▶ [Study questions]:
a: In the interview about the Hurricane Katrina photographs, list the things the speaker says are not what is essential in life.
b: Go on with the interview about the Hurricane Katrina photographs, starting after its final question.

▶ [Passage provided]:
%%
Death is one of the great mysteries that face us all. I do not think one can really live fully without embracing death and dying. By observing the natural world I am able to see the cycle of life more clearly and am attracted to images that reference both life and death in one image.

MT ~ Tell us how you first began working on ‘Katrina’ series. What motivated you to go to Katrina? Looking at the gruesome scenes of Katrina, I would say I could sense part of your feeling while shooting these scenes. Tell us more how you felt while working on this series.

JFA~ Like all who watched the tragedy of human suffering unfold for days on end following Hurricane Katrina, I felt a profound sense of helplessness. This feeling led me to volunteer my skills as a clinical social worker. I had no idea how my expertise would be used. All I knew is that I would be on a team of sixteen mental health professionals from across the nation.

I was assigned to a program called “Look and Leave” organized by the City of New Orleans. The program was designed to provide the evacuated residents of the Lower Ninth Ward, then scattered over forty-eight states, with an opportunity to return and view their homes for the first time since they fled the storm.

By the end of my first day serving on the “Look and Leave” program and viewing the remains of the devastated community, I felt physically ill. Following three days and seven bus trips, I had an unrelenting “Katrina cough” along with a pounding headache. The physical and emotional fatigue was so pervasive that I had to leave the site. This was a turning point for me. Within an hour of returning to the hotel room, something within me shifted and I knew I needed to do more . . . . I decided to photograph what I was seeing, with the hope of helping in a more concrete way by giving others visual access to my experiences.

MT~ Did you intend to deliver any message to the audiences through your work of Katrina? If yes, what was it?

JFA ~ On the last night of my first trip to New Orleans, there was discussion with members of the relief team about how we might be ambassadors for the people we served by keeping their stories alive and their needs in focus.

Our natural instinct is to try to generalize any experience. To do so about my post-Katrina experience would be unfair to us all. During the time I spent in the Lower Ninth Ward, I encountered feelings of frustration, anger, fear, helplessness, shock, despair, hope, optimism and love, both my own and those of the residents. The best and worst of humankind were revealed, as it often is in such extreme situations. I saw people looking to profit from the misfortunes of others and people who showed boundless generosity toward complete strangers.

I was privileged to be with families at an intimate and critical time, a time when daily concerns receded and what was most vital rose to the top. I learned so much from the people I worked with. Their strong sense of faith sustained many. But, most importantly I learned that what is essential in life is not where we live, where we work, what we own, or how much money we make, but how well we love and treat one another.

MT ~ Since you have worked as a social worker for more than 35 years, you must’ve engaged a lot with people and I think most of your work subjects are reflecting stories related people, human beings. However, it is interesting that in most of your works, figures are excluded but still show the trace of people’s lives. What do you think? What did you intend from not showing figures on your works?
%%
▶ [Excerpted data]:
%%
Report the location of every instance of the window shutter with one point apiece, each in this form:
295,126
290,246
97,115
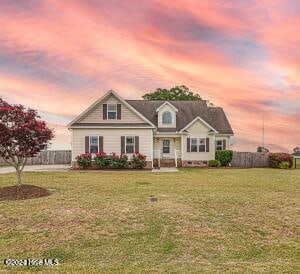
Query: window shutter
87,144
101,144
104,111
207,145
136,144
188,144
224,144
122,144
119,110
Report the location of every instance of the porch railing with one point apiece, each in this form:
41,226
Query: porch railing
177,154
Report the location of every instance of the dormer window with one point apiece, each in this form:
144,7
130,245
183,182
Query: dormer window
112,111
167,118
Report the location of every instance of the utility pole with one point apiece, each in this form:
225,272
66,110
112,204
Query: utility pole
263,132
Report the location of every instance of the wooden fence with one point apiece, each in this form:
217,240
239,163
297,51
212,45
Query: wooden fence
49,157
250,159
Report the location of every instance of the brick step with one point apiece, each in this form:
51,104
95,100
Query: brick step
167,163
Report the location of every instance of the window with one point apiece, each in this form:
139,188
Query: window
194,145
167,118
198,145
219,145
129,144
112,111
94,144
201,146
166,146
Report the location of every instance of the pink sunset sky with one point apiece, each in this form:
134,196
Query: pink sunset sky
244,55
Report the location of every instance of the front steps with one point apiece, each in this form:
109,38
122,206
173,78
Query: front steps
166,163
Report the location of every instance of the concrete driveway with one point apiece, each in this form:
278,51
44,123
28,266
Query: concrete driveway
37,168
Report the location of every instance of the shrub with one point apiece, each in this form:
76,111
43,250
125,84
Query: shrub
102,160
214,163
118,161
284,165
84,160
276,158
138,161
224,156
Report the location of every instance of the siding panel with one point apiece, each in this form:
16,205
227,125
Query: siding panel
111,140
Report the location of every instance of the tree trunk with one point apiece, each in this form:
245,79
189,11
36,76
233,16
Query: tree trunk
19,180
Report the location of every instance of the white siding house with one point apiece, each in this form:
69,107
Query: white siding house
171,133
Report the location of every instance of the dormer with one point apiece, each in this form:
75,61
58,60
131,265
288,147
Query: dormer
166,115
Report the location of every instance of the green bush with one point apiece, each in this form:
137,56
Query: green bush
276,158
224,156
214,163
84,160
138,161
284,165
118,161
102,160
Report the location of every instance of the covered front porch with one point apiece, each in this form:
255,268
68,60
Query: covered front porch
167,150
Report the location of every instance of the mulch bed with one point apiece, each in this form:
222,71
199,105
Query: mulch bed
23,192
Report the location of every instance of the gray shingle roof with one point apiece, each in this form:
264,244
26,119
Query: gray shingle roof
111,124
187,112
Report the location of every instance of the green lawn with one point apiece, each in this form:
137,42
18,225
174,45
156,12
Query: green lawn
205,220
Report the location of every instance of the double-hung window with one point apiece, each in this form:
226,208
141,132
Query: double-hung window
166,146
94,144
198,145
129,144
219,145
167,118
112,111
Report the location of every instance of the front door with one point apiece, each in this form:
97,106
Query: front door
166,148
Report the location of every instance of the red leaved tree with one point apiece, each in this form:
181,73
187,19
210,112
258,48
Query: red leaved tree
22,135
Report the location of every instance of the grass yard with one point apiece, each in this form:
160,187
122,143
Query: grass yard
205,220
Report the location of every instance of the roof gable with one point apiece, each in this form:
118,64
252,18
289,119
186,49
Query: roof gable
198,118
93,114
166,103
187,112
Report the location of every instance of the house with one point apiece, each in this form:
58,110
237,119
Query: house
169,133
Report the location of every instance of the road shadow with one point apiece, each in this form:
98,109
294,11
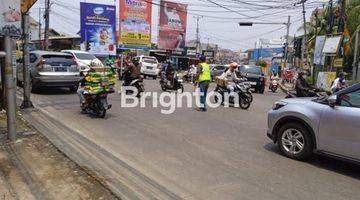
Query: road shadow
339,166
53,91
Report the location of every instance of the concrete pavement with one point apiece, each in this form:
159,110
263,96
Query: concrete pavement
221,154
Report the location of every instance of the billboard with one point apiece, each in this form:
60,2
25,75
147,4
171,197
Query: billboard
98,28
319,58
172,30
10,18
135,24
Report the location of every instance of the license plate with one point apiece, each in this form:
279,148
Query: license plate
60,69
252,83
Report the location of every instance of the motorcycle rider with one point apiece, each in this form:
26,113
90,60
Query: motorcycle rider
231,77
274,76
339,83
203,79
302,87
132,71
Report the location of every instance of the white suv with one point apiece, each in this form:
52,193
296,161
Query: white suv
149,66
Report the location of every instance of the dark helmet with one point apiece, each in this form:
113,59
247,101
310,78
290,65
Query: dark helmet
135,60
202,58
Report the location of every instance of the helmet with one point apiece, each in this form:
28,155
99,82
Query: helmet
233,65
202,58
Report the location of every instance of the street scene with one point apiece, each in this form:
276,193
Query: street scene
155,99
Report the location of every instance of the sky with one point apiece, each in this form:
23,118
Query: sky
218,23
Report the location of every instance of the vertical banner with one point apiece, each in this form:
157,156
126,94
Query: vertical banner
98,28
10,18
172,31
319,57
135,24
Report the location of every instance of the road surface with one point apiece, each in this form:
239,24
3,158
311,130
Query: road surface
221,154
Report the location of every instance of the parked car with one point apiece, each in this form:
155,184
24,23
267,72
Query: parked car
254,76
217,70
325,125
83,59
149,66
51,69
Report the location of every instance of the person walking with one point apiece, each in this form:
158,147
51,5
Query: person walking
204,79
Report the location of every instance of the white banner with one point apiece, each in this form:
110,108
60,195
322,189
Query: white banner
10,17
319,57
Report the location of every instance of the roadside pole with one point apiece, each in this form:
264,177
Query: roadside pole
26,63
10,88
356,66
287,41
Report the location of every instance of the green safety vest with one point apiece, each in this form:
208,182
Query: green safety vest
205,75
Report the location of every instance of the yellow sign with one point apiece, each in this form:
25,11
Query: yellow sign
26,5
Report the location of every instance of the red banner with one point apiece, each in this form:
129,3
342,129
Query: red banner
135,23
172,31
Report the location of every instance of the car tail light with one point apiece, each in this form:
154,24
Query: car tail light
41,64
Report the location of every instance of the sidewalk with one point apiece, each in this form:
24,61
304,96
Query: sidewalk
32,168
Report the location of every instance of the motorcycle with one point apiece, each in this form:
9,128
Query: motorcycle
138,84
244,98
96,104
176,84
246,86
274,84
310,93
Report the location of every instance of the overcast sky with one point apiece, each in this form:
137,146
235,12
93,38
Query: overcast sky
219,23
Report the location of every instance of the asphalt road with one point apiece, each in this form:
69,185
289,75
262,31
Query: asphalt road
221,154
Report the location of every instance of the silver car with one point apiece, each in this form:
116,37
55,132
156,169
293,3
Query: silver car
329,125
51,69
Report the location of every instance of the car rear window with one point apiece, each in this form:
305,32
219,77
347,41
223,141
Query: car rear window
149,60
85,56
59,59
251,70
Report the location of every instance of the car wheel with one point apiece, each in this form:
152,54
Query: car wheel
294,141
73,88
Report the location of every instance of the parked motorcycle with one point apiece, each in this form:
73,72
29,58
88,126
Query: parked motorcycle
274,84
244,98
96,104
176,84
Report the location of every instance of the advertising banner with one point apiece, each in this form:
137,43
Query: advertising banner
173,20
319,57
135,24
98,28
10,18
325,79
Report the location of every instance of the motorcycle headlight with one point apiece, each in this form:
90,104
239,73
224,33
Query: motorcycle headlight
279,104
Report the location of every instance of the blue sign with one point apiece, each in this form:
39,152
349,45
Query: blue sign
98,28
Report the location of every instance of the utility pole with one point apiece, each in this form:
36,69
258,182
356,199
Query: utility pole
47,24
10,91
286,53
26,62
330,19
198,44
356,64
303,46
40,41
342,16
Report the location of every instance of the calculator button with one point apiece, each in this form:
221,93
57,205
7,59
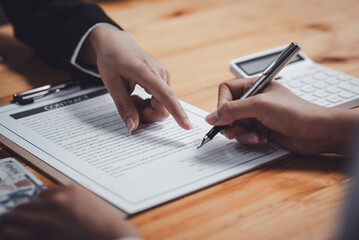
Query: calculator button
308,89
332,81
320,76
321,94
295,84
333,99
322,102
307,80
309,97
346,95
344,77
320,85
349,87
355,81
298,92
330,73
332,89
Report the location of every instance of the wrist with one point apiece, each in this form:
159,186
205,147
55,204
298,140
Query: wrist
340,126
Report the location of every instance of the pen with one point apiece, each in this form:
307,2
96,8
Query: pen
269,73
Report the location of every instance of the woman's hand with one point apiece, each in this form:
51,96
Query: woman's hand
278,115
65,213
122,64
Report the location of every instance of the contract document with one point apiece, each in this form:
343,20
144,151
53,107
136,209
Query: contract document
82,135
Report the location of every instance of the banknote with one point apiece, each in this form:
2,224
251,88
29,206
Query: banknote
17,185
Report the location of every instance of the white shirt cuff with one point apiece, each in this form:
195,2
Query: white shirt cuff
78,48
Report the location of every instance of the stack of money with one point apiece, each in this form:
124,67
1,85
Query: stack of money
17,185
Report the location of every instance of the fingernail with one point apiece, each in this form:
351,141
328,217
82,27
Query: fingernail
224,134
263,140
251,140
130,124
212,118
188,123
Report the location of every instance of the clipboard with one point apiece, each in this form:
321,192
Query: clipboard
45,168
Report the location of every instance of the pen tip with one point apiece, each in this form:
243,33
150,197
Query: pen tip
204,141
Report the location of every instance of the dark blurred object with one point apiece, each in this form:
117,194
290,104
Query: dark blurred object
3,57
2,17
350,220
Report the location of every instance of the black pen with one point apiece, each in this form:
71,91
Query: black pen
269,73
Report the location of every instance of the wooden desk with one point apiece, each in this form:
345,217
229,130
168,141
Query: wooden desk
293,198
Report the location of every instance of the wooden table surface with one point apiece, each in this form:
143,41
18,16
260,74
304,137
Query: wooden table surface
293,198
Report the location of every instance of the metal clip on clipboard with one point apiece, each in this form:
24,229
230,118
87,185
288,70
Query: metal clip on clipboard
29,96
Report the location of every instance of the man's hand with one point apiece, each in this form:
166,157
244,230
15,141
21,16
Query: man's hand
65,213
122,64
277,114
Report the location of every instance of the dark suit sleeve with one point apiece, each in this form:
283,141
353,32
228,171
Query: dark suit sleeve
53,28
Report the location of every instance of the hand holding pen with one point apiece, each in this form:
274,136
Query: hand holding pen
269,73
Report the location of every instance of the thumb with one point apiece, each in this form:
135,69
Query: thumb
232,111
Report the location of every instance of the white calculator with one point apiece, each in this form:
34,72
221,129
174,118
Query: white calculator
309,80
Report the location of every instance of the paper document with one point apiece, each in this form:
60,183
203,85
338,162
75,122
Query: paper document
83,136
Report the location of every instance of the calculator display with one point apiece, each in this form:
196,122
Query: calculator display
257,65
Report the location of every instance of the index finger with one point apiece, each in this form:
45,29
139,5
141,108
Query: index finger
161,91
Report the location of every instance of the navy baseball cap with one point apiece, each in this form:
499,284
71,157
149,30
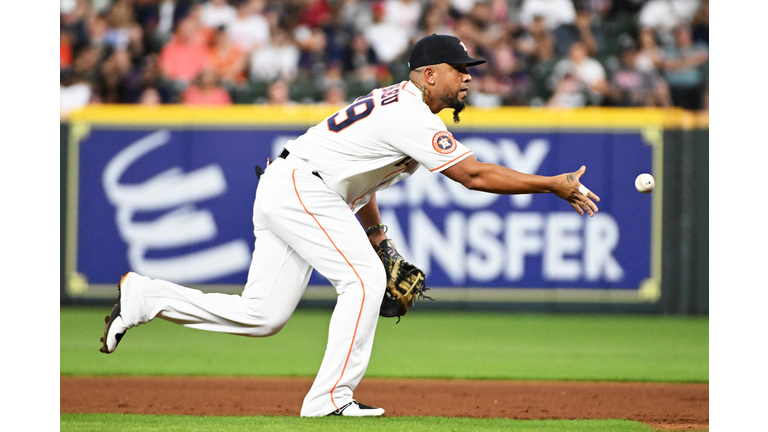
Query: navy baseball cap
436,49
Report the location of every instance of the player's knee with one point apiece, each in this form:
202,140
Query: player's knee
263,324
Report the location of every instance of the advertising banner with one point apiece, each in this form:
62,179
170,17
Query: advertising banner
176,204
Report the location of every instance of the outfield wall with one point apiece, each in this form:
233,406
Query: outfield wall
168,192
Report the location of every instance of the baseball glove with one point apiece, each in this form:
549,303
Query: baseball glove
405,282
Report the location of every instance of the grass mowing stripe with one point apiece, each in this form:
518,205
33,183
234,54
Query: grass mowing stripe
147,423
446,344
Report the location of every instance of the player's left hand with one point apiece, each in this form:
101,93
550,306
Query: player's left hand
569,188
%%
▶ [Responses per task]:
a:
- where we live
- where we work
- what we own
- how much money we make

b:
JFA ~ Much of my early work from Mexico included street photography. There was a time when I was comfortable with shooting people whom I did not know. Then I became more self conscious about it. I guess you might say I became more shy. I am no longer comfortable taking people's photographs without their permission. In order to do a really in depth project with people, you need to spend a lot of time with them. The commitment is intense. I did do that with a woman who was undergoing breast cancer. In the end she felt the photographs were too revealing and did not want them exhibited. The photographs are really beautiful but will probably never be seen. Maybe that has something to do with it...It really takes a toll on me to dive deep into other peoples lives.

MT ~ Your first and only book ‘Look and Leave’ has achieved a lot of attention from American media. What kinds of works are included in this book? Please introduce about your book to our readers in Korea.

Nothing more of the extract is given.